With the pictures excluded, repeat every entry exactly.

---

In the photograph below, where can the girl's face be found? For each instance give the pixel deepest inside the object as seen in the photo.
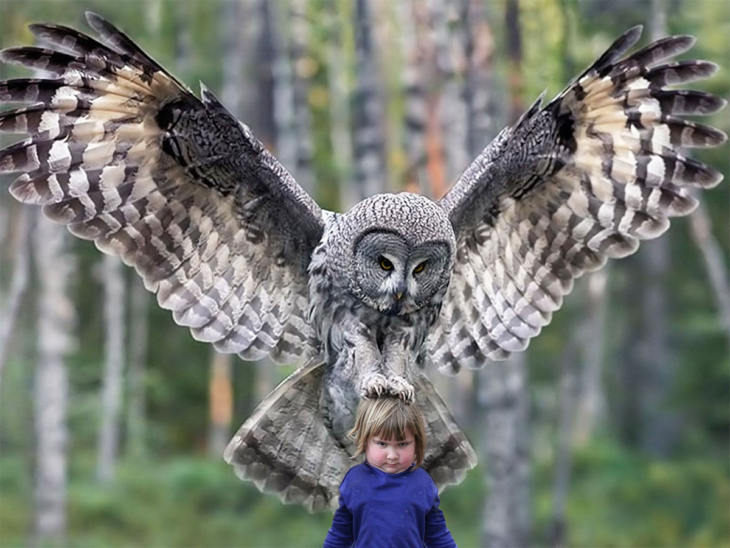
(391, 456)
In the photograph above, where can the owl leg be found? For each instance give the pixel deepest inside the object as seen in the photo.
(369, 365)
(396, 359)
(382, 371)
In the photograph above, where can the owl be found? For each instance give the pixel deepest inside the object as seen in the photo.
(127, 156)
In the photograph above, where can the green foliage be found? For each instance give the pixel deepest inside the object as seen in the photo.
(617, 496)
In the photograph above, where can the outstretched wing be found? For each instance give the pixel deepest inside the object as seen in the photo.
(126, 156)
(570, 185)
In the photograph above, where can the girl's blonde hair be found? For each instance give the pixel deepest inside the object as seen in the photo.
(388, 417)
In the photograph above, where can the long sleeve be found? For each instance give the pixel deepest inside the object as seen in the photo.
(340, 534)
(437, 534)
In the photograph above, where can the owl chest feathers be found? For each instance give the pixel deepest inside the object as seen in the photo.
(343, 320)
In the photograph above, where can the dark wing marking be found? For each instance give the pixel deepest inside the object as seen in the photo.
(569, 186)
(127, 156)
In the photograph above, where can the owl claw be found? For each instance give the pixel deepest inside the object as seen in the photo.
(376, 385)
(398, 386)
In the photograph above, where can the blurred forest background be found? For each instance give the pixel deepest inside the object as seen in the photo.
(612, 430)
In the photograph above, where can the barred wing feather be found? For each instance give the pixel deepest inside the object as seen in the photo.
(125, 155)
(572, 184)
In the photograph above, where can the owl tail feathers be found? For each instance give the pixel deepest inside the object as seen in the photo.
(285, 447)
(449, 455)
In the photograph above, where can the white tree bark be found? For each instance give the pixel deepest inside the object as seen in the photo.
(714, 261)
(221, 403)
(563, 451)
(660, 425)
(18, 283)
(340, 115)
(138, 347)
(370, 175)
(504, 403)
(56, 319)
(113, 377)
(591, 402)
(449, 51)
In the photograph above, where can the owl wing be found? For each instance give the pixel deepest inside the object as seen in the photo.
(125, 155)
(568, 186)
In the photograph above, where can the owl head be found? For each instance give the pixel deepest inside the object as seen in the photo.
(401, 252)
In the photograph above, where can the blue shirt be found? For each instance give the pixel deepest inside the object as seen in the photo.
(379, 510)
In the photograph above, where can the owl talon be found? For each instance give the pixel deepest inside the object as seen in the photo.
(375, 385)
(398, 386)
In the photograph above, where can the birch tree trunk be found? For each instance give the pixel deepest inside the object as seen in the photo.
(301, 77)
(340, 94)
(113, 379)
(369, 144)
(18, 283)
(56, 319)
(415, 108)
(138, 346)
(504, 398)
(563, 453)
(714, 261)
(221, 403)
(660, 426)
(504, 406)
(591, 397)
(449, 54)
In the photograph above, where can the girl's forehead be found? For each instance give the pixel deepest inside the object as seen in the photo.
(383, 437)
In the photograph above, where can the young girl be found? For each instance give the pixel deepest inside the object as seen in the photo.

---

▶ _RESPONSE BOX_
In the photograph below, where can the girl's face be found? For each instance give the pixel deepest inside the object as seen in the photo.
(391, 456)
In the photograph above, where can the owl leg be found? For each instance give the pixel deepest inside the object as seen in the photo.
(369, 365)
(396, 359)
(382, 371)
In the photograph above, where can the owl be found? For each instance give the pixel deepest inside the object as seen in the photo.
(127, 156)
In the photograph above, where can the green foliage be found? For each instance give the pixel deepest inside the object as seen in the photo.
(617, 496)
In the photograph above, where can the outstretched wing be found? For each instance give the pixel deepest inside the object as seen in the photo.
(126, 156)
(570, 185)
In the photograph above, where can the girl's blonde hair be found? For each instance give the pixel deepest inside the object as seen in the photo.
(388, 417)
In the photograph above, where can the long sleeve be found? For each instance give the pixel deepest inside the object as seen in the photo.
(340, 534)
(437, 534)
In the photograph above, where can the owl chest feathers be found? For each instance give the pixel deepest inside the object as seen in the photo.
(343, 320)
In the photograph above, where can the dark wing marking be found? For each instance give the pixel deepest inside the object as seen in the photo.
(569, 186)
(127, 156)
In the photograph above, where can the owl claw be found? For each instance give the pixel deepest inside the object as seen in the photo.
(376, 385)
(398, 386)
In the photograph above, where can the blurred forest background be found? For each instance give the pixel deepest inside the object as seen in the photo.
(612, 430)
In the photograph above, where can the barred wing feather be found? For each instance give the pixel deepest inside the object as seen in the photo.
(125, 155)
(572, 184)
In the photograph above, where can the owl tail feathers be found? For each instance give the pixel deepest inside the object as seen in the photo.
(285, 447)
(449, 455)
In the photograph above, where can the white tree bark be found? For each instance give the pixel deepest inside the object as seen in the photo.
(714, 261)
(221, 403)
(563, 451)
(660, 425)
(18, 283)
(340, 115)
(138, 347)
(370, 175)
(504, 403)
(56, 319)
(113, 377)
(591, 402)
(449, 51)
In the photograph above, where can the owl wing be found? For each instance give the pixel deepest inside the object as seen in the photo.
(125, 155)
(568, 186)
In the photograph above, where can the owl head be found? For each instance give the pixel deepest inside the object as seen in the photo.
(401, 252)
In the photograph above, where can the blue shirt be found? For each instance give the pixel deepest inside the object as seen in the photo.
(379, 510)
In the photograph above, where can the owl talon be found? For each instance give the pixel deepest inside the object as seen in the photo.
(375, 385)
(398, 386)
In the photograph above, where can the birch tree trunk be found? For each instance give the pixel deepest inside the object as seen in the photo.
(301, 77)
(340, 94)
(113, 379)
(369, 144)
(18, 283)
(56, 319)
(415, 108)
(138, 346)
(504, 398)
(563, 453)
(714, 261)
(221, 403)
(660, 426)
(504, 406)
(591, 397)
(449, 54)
In the photograph above, where can the girl's forehead be found? For each instance give the pixel deepest inside the object as seen in the photo.
(383, 437)
In the photograph above, where can the young girl be found? For each instance give the pixel deepest inside the object as seen in the photo.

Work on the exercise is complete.